--- Start SUPPLIED DATA ---

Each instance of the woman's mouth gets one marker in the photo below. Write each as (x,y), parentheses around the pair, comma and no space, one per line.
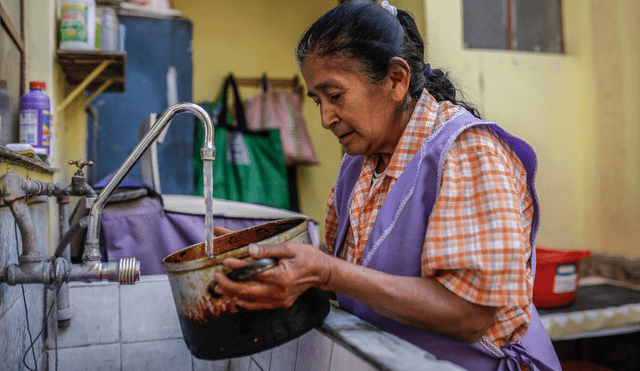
(344,137)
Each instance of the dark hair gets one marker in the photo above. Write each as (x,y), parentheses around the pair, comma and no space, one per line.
(369,35)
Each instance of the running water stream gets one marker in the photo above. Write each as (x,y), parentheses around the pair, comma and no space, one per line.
(207,175)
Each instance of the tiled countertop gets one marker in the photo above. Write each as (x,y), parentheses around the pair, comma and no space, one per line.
(136,328)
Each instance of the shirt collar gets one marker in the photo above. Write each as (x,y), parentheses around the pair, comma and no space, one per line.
(428,115)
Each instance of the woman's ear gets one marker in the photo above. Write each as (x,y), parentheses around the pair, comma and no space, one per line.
(400,77)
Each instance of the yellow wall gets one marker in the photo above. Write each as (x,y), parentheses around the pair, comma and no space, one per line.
(579,110)
(249,38)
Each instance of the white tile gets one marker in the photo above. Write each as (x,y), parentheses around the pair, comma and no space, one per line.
(240,364)
(14,340)
(95,358)
(314,352)
(263,359)
(169,355)
(148,312)
(283,357)
(95,317)
(342,359)
(204,365)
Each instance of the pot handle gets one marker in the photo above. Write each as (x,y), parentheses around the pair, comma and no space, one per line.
(246,272)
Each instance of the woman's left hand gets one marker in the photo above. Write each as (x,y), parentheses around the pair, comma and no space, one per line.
(300,266)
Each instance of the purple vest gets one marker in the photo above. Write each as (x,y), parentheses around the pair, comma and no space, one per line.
(402,224)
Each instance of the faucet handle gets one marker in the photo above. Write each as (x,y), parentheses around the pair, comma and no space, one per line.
(80,164)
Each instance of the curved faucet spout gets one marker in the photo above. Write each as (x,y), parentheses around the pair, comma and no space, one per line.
(207,152)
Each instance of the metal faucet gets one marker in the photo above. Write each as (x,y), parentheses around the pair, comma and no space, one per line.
(207,152)
(33,267)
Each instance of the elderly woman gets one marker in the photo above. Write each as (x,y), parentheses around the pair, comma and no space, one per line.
(432,221)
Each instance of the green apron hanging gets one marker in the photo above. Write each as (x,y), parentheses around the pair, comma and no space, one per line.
(249,164)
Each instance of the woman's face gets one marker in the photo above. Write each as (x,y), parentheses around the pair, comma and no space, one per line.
(363,116)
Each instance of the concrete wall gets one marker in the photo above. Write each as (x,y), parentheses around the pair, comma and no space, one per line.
(579,110)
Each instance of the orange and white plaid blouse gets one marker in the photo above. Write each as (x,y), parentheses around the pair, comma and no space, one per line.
(477,242)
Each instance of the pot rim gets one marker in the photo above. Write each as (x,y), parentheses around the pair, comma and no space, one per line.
(239,252)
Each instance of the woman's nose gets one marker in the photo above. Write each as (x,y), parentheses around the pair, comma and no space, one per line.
(327,117)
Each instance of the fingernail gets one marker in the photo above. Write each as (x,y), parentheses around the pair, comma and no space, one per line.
(253,248)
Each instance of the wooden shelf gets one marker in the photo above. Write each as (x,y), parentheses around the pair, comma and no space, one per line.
(77,65)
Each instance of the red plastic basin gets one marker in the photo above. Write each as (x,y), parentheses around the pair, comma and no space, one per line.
(557,274)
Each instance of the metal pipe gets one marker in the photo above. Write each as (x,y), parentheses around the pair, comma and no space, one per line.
(207,152)
(63,310)
(22,216)
(65,240)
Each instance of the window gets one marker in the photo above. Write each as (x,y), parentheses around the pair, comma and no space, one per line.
(527,25)
(11,68)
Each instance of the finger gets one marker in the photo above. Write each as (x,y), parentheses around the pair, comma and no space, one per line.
(255,305)
(219,231)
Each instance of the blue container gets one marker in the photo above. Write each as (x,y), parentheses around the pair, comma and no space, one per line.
(35,119)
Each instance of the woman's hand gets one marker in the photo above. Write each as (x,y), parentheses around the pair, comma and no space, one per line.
(300,266)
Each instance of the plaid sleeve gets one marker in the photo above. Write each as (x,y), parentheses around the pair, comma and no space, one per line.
(331,222)
(477,242)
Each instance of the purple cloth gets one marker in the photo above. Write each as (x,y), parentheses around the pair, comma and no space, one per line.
(142,229)
(396,241)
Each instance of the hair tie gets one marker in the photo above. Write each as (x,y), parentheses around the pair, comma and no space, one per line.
(427,69)
(392,9)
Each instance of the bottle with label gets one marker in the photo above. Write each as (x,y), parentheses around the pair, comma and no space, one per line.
(110,28)
(35,119)
(78,24)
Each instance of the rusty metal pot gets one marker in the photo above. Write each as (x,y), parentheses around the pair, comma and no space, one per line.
(213,327)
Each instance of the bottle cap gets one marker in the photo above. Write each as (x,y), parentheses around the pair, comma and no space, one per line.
(38,84)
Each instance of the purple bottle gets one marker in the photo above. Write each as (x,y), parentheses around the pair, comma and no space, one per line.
(35,119)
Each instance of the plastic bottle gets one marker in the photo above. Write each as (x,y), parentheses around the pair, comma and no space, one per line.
(110,29)
(78,24)
(35,119)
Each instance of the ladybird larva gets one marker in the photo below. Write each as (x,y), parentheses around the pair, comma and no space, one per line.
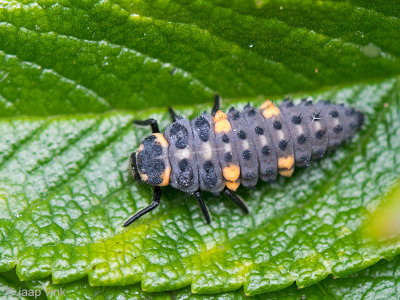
(220,151)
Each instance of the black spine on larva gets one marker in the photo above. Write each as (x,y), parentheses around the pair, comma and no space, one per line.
(184,171)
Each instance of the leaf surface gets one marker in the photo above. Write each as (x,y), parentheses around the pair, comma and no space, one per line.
(380,281)
(66,191)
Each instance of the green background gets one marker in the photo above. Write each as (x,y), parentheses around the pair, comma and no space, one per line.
(74,74)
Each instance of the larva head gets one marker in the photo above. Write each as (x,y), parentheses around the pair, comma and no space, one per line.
(149,163)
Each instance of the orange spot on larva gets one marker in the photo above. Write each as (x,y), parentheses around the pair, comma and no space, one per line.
(231,173)
(286,162)
(233,186)
(165,176)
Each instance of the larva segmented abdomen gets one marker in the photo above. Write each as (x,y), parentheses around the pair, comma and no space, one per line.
(211,152)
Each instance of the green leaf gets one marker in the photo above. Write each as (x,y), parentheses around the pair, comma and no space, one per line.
(66,191)
(93,56)
(380,281)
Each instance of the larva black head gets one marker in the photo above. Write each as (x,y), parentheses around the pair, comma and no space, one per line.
(150,161)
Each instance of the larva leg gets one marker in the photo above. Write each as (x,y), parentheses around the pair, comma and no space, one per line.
(203,206)
(238,200)
(173,114)
(153,205)
(217,104)
(152,122)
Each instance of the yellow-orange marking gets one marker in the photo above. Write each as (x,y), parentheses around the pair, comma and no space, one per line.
(221,123)
(233,186)
(286,162)
(231,173)
(219,115)
(286,173)
(160,138)
(269,109)
(144,177)
(165,176)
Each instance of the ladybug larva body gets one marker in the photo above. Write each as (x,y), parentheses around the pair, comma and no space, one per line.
(220,151)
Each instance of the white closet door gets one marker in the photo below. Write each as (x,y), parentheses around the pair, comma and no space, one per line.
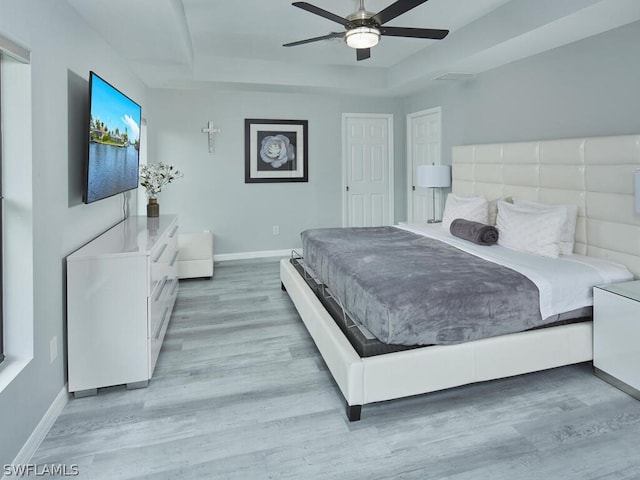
(423,148)
(367,170)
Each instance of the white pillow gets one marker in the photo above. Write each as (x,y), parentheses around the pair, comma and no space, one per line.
(530,230)
(475,208)
(568,233)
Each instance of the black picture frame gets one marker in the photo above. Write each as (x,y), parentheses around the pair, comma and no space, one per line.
(276,151)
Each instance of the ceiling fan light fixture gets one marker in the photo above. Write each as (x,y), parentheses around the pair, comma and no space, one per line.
(362,37)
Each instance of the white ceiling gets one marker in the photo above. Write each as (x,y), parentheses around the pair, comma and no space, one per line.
(238,43)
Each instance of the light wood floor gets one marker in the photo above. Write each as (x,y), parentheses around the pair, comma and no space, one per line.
(240,392)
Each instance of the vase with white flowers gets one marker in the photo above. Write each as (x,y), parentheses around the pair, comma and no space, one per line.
(153,177)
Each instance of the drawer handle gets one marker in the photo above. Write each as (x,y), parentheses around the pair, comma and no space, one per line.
(159,294)
(157,257)
(162,322)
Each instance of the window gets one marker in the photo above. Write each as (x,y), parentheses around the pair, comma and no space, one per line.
(1,231)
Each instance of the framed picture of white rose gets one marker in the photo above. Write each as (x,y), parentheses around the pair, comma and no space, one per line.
(275,150)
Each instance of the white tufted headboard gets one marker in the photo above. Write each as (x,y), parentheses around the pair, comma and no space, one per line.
(594,173)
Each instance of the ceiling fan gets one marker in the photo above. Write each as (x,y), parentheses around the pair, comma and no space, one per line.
(364,28)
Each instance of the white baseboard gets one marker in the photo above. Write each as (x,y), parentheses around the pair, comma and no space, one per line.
(41,430)
(248,255)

--- End SUPPLIED DATA ---

The line containing "Each instance of the white pillow" marks the start; retype it and each line after it through the end of the records above, exactly.

### IN RESPONSE
Each instance of the white pillow gets one marker in the photo above. Write each as (x,y), parentheses around the pair, comma and no space, one per line.
(530,230)
(475,208)
(568,233)
Each instance of the black picture frame gets one marker in the photo above. Write each as (x,y), parentheses around the pair, comma and no space, one per line.
(276,151)
Each instance of the ceiling fan light fixture gets one marker in the photo above. Write each as (x,y), parentheses around the pair, comma and no space, one per line.
(362,37)
Each instance of the white ceiling gets one marker in the photo above. Write each as (x,y), parentheses around the pair, comma and no space, one per line.
(238,43)
Each instance of the light wood floor gets one marker in the photo above. Write each as (x,y), parentheses around the pair, comma and no space, one per line.
(240,392)
Each instance of the vase with white flowers gets one marker in the photo above. Write each as (x,y), parentheses around the pair, comma and no space, one per line.
(153,177)
Each instance of the drawer handle gets one marker in the photo above. Write each as (x,y), parentheses around the pair, comma and no space, one per line.
(159,294)
(157,257)
(162,322)
Each instance of the window gets one marker in the photo above. Write each as (x,y), parentheses around the pair, comma and no space, one per line.
(1,231)
Each instance of the framed picture of white rose gets one marker in the photo above. Write each as (x,y), parentheses around the pair, comma and no space, one per line.
(275,150)
Each instance of the white tufted headboard gets one marker in the photo above. Write each as (x,y), parentheses around the pair, comma and no space, one per line.
(594,173)
Each instance of the ceiling fan gets one marker in the photo above. Write each as (x,y), parentheses around the pair, comma and no space, one per line.
(364,28)
Each instance of the white baseboard gets one marker in the photo above. Write each as (x,y), parentheses around the pair, comma and no space, one per line.
(41,430)
(248,255)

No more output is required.